Page extract:

Protection for the plan participants could have come from ESOT counsel had he or she been independent, the court said. But this was not the case. When the first ESOT attorney, who was paid by the company, “proved too thorough and expensive,” the owner’s attorney replaced him with one of his former law partners. “Thus, the seller—acting through an agent—terminated the buyer’s independent counsel,” the court stated. The second ESOT counsel played a limited role and failed to ask relevant questions. Once he learned there was a draft report he had not seen, ESOT counsel failed to push back regarding the appraiser’s refusal to provide the report and failed to ask why the seller’s attorney had instructed the plan’s independent appraiser to adjust EBITDA in a draft report that he had not shared with the ESOT trustees or counsel.

Your instructions: Reproduce word for word the part of the passage on the ESOT counsel that begins at the words "Protection for the" and ends after "trustees or counsel.".

Given entries:
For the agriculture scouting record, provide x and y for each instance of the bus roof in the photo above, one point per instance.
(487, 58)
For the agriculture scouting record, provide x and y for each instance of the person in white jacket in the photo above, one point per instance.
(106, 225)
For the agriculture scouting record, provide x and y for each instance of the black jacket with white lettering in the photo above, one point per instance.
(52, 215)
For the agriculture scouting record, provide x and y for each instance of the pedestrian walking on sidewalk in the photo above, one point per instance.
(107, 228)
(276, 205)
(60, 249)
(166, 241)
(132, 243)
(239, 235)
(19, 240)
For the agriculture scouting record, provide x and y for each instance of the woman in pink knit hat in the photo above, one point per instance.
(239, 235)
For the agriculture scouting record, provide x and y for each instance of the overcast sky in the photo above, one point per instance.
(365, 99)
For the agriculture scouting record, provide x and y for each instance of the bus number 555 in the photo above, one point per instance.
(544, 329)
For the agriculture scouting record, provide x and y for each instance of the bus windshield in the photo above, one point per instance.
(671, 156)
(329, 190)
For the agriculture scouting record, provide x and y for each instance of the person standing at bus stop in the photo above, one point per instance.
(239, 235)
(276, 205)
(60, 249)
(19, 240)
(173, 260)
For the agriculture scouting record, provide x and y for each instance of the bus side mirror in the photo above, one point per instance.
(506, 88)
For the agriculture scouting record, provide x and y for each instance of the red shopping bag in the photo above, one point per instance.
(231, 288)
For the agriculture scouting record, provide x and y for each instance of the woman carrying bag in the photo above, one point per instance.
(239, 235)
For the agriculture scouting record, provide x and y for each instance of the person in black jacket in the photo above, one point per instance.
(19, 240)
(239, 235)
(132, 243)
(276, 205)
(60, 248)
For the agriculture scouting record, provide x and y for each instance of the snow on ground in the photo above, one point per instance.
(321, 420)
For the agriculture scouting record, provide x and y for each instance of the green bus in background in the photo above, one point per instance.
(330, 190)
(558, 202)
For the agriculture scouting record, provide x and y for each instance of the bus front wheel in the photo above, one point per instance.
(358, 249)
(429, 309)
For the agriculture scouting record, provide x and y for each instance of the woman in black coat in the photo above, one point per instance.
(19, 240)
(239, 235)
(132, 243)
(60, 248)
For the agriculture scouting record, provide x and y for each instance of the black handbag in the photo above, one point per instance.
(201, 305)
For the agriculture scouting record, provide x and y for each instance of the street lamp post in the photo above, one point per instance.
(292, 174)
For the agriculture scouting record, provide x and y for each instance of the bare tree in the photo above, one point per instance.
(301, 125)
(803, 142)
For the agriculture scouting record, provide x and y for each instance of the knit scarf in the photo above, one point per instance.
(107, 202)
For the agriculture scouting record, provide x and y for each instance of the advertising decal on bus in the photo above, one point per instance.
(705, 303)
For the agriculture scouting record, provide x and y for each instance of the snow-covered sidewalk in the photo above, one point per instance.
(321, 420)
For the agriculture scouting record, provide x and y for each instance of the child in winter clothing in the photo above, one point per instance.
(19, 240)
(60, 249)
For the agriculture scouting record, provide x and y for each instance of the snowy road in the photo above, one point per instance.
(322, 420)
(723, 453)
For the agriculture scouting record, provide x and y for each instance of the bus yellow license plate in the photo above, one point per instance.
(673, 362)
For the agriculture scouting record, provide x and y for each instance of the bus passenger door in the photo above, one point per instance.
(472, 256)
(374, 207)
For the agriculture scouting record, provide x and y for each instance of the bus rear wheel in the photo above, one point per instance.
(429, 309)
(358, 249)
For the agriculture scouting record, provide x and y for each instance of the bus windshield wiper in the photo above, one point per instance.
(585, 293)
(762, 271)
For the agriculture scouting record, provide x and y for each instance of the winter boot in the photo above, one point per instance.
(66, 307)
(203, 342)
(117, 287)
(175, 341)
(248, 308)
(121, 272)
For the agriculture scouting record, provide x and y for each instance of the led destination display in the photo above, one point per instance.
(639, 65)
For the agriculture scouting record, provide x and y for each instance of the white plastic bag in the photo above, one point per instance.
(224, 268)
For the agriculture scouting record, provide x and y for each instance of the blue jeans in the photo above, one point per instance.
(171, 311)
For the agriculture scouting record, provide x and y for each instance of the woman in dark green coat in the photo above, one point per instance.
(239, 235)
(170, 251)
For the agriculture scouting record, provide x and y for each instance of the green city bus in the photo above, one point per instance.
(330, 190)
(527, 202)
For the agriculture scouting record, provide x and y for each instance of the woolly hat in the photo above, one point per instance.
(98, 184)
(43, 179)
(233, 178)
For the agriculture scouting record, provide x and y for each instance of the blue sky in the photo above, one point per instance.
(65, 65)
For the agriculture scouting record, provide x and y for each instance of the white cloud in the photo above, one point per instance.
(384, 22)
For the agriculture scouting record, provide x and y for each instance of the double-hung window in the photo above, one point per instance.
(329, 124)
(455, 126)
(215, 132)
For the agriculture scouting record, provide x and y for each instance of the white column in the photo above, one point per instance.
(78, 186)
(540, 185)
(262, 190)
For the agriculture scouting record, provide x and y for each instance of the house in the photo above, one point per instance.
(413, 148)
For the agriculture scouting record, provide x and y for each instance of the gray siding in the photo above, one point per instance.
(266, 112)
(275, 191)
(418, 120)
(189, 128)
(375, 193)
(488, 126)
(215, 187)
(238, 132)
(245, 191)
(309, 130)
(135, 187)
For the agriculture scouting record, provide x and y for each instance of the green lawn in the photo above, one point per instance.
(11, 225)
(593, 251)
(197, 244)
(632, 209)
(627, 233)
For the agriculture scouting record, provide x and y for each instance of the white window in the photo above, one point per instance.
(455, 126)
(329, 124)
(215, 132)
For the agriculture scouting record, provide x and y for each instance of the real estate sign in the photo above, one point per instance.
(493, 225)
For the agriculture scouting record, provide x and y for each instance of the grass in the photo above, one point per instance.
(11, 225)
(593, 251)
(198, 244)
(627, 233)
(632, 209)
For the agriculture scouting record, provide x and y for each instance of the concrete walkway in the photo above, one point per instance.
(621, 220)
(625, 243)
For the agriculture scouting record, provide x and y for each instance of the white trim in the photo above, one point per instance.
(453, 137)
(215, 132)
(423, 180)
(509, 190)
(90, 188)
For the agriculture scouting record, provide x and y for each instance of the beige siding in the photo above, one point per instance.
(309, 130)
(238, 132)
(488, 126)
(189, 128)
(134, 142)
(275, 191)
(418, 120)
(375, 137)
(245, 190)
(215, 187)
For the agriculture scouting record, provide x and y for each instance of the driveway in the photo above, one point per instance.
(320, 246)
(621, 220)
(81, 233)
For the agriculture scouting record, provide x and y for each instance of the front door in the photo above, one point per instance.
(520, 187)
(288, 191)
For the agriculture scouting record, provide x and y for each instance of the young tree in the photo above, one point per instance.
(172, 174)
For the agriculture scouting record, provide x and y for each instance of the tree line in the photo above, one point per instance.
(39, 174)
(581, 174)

Final result:
Protection for the plan participants could have come from ESOT counsel had he or she been independent, the court said. But this was not the case. When the first ESOT attorney, who was paid by the company, “proved too thorough and expensive,” the owner’s attorney replaced him with one of his former law partners. “Thus, the seller—acting through an agent—terminated the buyer’s independent counsel,” the court stated. The second ESOT counsel played a limited role and failed to ask relevant questions. Once he learned there was a draft report he had not seen, ESOT counsel failed to push back regarding the appraiser’s refusal to provide the report and failed to ask why the seller’s attorney had instructed the plan’s independent appraiser to adjust EBITDA in a draft report that he had not shared with the ESOT trustees or counsel.